A New Year and the Year of the Dog

As the New Year approaches, we are often encouraged to make resolutions and usher in the coming year with thoughts of new beginnings, introspection, and the plan to be the best you in the coming year. For my column in OutreachNC, I was encouraged to write about books that touched on this subject. Most young children cannot fully comprehend the notion of resolutions, and they shouldn’t need to, but as kids start getting into the middle of elementary school, the notion of looking forward and making changes to make yourself a better person can start to make sense.

year of the dogIn author Grace Lin’s debut novel, “The Year of the Dog,” readers on the third to fifth grade level get a gem of a story about finding yourself in the New Year – the Chinese New Year. Pacy “Grace” Lin, the protagonist of the story, is a young Taiwanese-American girl who lives in an upstate-New York community where there are not a lot of other Chinese children. The beginning of the book finds her family celebrating the Chinese New Year and all of it’s customs with special foods, colors and activities. They are ringing in the year of the Dog, which her mother tells her is a “good year to find yourself…deciding what your values are, what you want to do – that kind of thing.” Grace vows that this year she will discover new talents and decide what she wants to be when she grows up.

*Raw data*
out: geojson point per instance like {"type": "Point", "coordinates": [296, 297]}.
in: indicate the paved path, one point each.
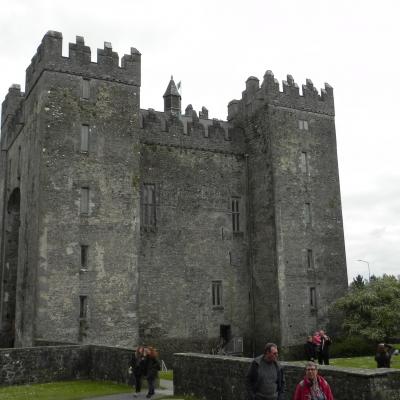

*Problems to solve*
• 1. List the customs that the review of "The Year of the Dog" says mark the family's Chinese New Year celebration.
• 2. Write the next part of the review of "The Year of the Dog," picking up right after its final sentence.
The material above is separate from the review of "The Year of the Dog."

*Answers to the problems*
• 1. Special foods, colors, and activities.

• 2.
What is special about this book is that it is truly told from Grace’s voice and is true to what a child would experience. As Grace moves through the year, she is trying to figure out her place in the larger world. She tries to balance Chinese culture with American culture. She makes new friends and starts paying more attention to which boys might like them. She works on a science fair experiment and auditions for the school play. She is confronted by bullies.

Grace faces struggles that any kid can relate to. While her focus is on the fact that she is Chinese-American in a world where everyone else is white, it comes down to a feeling of fitting in, something we have all considered from time to time. Grace struggles because she cannot see her role in the larger world because of her culture, but this is a feeling most children go through. For Grace it is highlighted when she was going to audition for Dorothy in a school production of “The Wizard of Oz.” Rather than saying that of course she should try out, one of her friends comments that she “can’t be Dorothy. Dorothy’s not Chinese.” This feeling is only compounded by the fact that she seems to not find any characters in books or film that are like her, which in turn makes her feel less important.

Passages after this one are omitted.